• **GIVEN RECORDS**
•••
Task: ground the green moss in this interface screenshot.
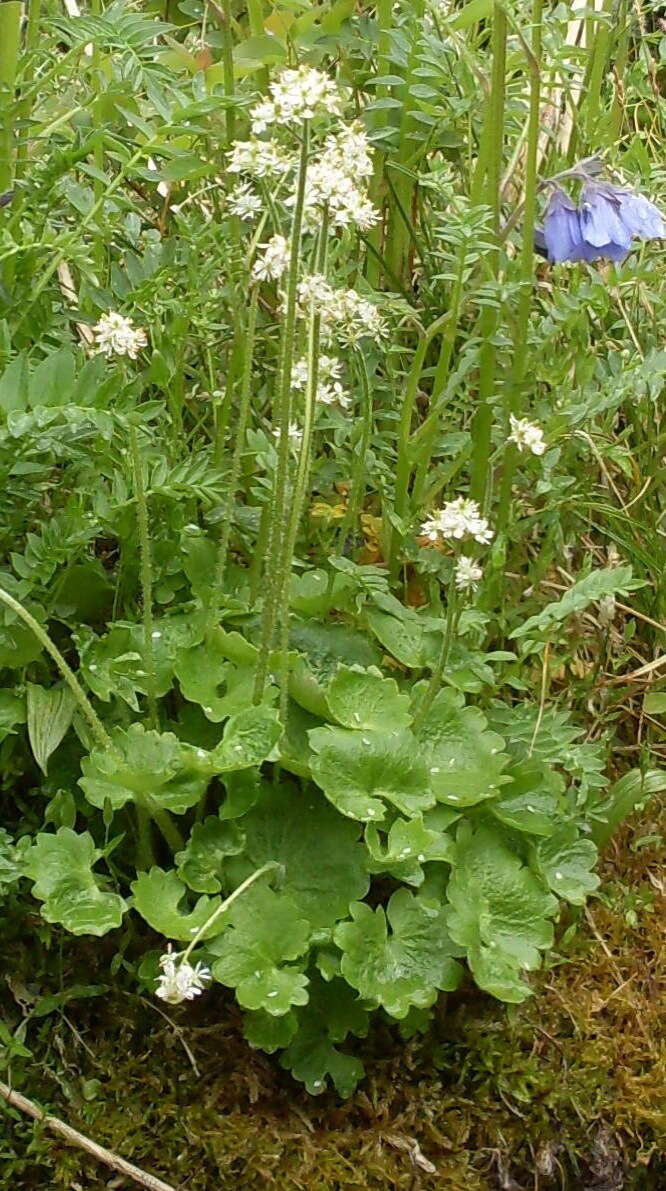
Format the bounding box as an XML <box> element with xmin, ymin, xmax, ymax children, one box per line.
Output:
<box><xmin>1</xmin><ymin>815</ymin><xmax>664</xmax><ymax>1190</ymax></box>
•••
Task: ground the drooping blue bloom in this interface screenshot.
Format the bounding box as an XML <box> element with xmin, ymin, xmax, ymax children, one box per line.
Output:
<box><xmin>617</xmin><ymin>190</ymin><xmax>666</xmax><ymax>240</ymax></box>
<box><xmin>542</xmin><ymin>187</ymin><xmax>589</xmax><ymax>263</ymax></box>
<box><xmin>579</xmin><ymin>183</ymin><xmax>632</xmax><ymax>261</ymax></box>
•••
• **EXERCISE**
In the material, find each line with the word "Task" and list it.

• **SOLUTION TO THIS EXERCISE**
Task: ground the green moss in this interface screenshot.
Task: ground the drooping blue bloom in this interface screenshot.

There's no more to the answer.